» **Texto de origen**

....

El sistema económico en que
vivimos se caracteriza, a nivel global, por marcadas desigualdades. El
1% de la población más pudiente del planeta posee más riqueza que el 99%
de la población y esta situación se sigue agravando a diario; de hecho,
el 82% del crecimiento de la riqueza del año pasado fue a parar a las
manos de ese 1% más rico; mientras que la mitad de la población mundial
no vio mejorar su situación, según un reciente informe de Oxfam (2018).
Sin embargo, estas disparidades no
solamente existen entre personas ricas y pobres; también hay marcadas
desigualdades determinadas por el origen étnico de los seres humanos,
por su lugar de nacimiento, por su sexo, etc. Todas ellas tienen una
característica en común: se deben, en la gran mayoría de los casos, a
factores ajenos al control de las personas, no a su esfuerzo y
sacrificio, como habitualmente se piensa.
Con ello en mente, el presente artículo
pretende bosquejar una perspectiva de la desigualdad existente entre
hombres y mujeres en el contexto del sistema económico en que vivimos,
una desigualdad que se deriva de las características propias de dicho
sistema y de las características socialmente construidas sobre lo que
deben ser y hacer un hombre y una mujer, y no necesariamente de
diferencias en su trabajo o su capacidad.
La desigualdad de género
Al hablar de género nos
referimos a un concepto particularmente relevante en las ciencias
sociales contemporáneas, usado para el análisis de la formación
histórica y cultural de identidades y roles asignados por la sociedad a
los hombres y a las mujeres, y especialmente útil para comprender las
desigualdades provenientes de esta diferenciación (Herdoíza, 2015).

....

Fragmentos de datos de etiquetado de ubicaciones
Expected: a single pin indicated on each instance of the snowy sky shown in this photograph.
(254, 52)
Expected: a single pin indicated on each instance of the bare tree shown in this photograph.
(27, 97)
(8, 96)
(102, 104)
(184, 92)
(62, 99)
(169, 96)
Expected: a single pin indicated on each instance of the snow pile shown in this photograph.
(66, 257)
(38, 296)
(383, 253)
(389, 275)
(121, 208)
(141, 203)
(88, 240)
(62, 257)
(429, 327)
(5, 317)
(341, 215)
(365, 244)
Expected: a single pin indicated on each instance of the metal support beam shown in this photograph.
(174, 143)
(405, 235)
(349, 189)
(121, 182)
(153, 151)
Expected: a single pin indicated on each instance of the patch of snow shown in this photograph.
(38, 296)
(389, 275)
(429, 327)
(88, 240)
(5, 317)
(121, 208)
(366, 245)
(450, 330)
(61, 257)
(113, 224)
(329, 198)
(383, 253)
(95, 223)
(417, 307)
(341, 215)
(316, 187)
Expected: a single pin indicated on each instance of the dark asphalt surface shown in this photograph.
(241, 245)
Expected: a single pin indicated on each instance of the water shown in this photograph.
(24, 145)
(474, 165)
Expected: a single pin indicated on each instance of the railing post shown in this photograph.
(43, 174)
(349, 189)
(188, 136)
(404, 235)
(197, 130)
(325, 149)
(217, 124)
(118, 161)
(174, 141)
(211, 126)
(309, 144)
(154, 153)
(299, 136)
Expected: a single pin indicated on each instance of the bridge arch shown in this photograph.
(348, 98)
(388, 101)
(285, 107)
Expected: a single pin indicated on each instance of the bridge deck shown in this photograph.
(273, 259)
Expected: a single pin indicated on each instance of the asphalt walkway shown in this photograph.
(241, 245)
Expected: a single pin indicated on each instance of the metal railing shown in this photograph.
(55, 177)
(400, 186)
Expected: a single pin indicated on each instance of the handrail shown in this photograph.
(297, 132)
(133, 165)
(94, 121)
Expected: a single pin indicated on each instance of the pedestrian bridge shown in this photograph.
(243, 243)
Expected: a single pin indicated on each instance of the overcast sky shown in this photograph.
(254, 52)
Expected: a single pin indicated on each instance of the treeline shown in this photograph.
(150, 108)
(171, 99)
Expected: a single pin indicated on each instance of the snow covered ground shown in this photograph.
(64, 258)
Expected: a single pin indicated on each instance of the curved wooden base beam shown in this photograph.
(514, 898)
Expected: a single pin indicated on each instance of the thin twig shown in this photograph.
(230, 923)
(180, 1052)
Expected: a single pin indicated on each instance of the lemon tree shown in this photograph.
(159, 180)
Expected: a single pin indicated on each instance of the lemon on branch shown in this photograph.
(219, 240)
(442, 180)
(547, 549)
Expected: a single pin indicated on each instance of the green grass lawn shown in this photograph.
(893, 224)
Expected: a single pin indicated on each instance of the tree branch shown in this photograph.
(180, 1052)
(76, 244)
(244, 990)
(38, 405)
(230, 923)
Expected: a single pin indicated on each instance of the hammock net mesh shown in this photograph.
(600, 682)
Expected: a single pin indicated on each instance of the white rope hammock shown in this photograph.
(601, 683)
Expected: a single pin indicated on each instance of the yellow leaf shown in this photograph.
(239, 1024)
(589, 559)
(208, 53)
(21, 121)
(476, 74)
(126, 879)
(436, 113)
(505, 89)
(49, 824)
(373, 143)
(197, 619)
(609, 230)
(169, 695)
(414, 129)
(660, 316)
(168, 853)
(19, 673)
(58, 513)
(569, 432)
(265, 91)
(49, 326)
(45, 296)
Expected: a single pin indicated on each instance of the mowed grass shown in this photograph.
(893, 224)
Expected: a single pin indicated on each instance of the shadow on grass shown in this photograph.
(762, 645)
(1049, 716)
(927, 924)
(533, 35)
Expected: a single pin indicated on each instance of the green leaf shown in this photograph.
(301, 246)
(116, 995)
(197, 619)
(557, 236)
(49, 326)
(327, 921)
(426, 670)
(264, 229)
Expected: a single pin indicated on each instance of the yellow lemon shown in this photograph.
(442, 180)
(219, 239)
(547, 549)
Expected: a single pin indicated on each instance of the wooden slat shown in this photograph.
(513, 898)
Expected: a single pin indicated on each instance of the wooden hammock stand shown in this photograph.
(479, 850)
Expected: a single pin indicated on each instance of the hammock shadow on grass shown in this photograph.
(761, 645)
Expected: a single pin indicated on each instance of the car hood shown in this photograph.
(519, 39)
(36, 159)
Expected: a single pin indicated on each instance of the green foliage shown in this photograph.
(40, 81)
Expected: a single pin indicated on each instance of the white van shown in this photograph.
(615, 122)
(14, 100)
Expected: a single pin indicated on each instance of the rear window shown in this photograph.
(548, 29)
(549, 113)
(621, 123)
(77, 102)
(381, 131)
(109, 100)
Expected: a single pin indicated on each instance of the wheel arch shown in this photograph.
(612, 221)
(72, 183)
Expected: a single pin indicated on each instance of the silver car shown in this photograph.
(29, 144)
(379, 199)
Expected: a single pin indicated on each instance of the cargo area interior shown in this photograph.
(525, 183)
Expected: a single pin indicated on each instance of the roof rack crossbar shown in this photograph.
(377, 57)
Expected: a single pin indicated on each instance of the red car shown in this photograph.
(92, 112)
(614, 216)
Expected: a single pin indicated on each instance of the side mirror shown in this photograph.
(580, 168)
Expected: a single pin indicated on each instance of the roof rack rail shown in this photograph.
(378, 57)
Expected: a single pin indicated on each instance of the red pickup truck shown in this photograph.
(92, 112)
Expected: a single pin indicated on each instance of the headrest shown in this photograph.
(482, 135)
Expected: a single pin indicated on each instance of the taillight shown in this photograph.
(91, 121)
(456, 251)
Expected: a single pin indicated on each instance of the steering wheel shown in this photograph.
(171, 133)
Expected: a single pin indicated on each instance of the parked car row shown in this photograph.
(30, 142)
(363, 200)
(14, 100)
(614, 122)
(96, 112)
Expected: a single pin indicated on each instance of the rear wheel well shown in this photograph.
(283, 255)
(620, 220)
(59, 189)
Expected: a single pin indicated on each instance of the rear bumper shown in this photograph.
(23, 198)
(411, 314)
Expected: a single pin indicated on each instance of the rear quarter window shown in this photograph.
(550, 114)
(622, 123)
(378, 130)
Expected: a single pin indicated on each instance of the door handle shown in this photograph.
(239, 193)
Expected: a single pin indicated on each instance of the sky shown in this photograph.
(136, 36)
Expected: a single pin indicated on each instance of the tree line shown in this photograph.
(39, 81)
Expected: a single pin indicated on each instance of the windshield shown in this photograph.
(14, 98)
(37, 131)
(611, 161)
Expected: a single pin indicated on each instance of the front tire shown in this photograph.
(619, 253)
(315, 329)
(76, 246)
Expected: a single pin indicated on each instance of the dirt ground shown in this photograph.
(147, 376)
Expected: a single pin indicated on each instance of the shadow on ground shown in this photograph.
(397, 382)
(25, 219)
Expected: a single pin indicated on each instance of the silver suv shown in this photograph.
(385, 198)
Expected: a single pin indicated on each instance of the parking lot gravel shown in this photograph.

....

» **Lista de tareas**
a - Según el texto sobre la desigualdad económica y de género, ¿qué porcentaje del crecimiento de la riqueza del año pasado fue a parar a manos del 1% más rico?
b - Extraiga del texto sobre la desigualdad económica y de género, sin modificación alguna, el fragmento que comienza con "Sin embargo, estas" y llega hasta "habitualmente se piensa.".
c - Prosiga el texto sobre la desigualdad económica y de género a partir del punto en que termina.

» **Respuestas por tarea**
a - El 82%.

b -
Sin embargo, estas disparidades no
solamente existen entre personas ricas y pobres; también hay marcadas
desigualdades determinadas por el origen étnico de los seres humanos,
por su lugar de nacimiento, por su sexo, etc. Todas ellas tienen una
característica en común: se deben, en la gran mayoría de los casos, a
factores ajenos al control de las personas, no a su esfuerzo y
sacrificio, como habitualmente se piensa.

c -
En años recientes, la lucha contra la
desigualdad de género ha ganado espacio en el discurso académico y
político, y esto ha sucedido no sólo por las preocupaciones éticas y
morales que pueden surgir en torno a esta situación de discriminación
—lo que ha llevado, incluso, a que se reconozca que la equidad de género
es un objetivo de desarrollo en sí mismo (Banco Mundial, 2012)— sino
también por los efectos que la desigualdad de género tiene en la
economía y en la sociedad. Ejemplificando este último punto, un estudio
reciente demostró que mejorar las condiciones de equidad para las
mujeres podría aportar doce billones de dólares al crecimiento global
para 2025 (McKinsey Global Institute, 2015).
Pese a la visibilidad que el tema ha
ganado y a los avances observados en los últimos años, aún existen
brechas que deben ser cerradas. Por ejemplo, en todas las sociedades
occidentales los hombres ganan, en promedio, salarios mayores que los de
las mujeres (Blau, 2012).
Una situación tan generalizada
evidentemente está enraizada en la forma en cómo hemos organizado
nuestra sociedad a través del tiempo, generando una estructura de poder
en que las mujeres están subordinadas a los hombres. Sin embargo, está
también fuertemente relacionada con la forma en cómo nuestra sociedad ha
sido organizada para producir y consumir, generándose una estructura de
poder en la que el capital domina al trabajo. De hecho, para comprender
la persistencia de las marcadas desigualdades de género en nuestro
sistema económico, es preciso examinar la relación entre estas dos
estructuras: patriarcado y capitalismo.
La desigualdad de género en el sistema económico actual
Stilwell (2012), basándose en el modelo
marxista de circulación de capital, propone un marco analítico apropiado
para comprender a la desigualdad de género en el contexto del sistema
capitalista, descubriendo la funcionalidad de la desigualdad de género a
este sistema, debido a su contribución al cumplimiento de los
requisitos necesarios para la acumulación del capital, tal como se
explicará a continuación.
En este sentido, la primera condición
necesaria para la acumulación —y para el funcionamiento mismo del
sistema económico— es la reproducción de la fuerza de trabajo.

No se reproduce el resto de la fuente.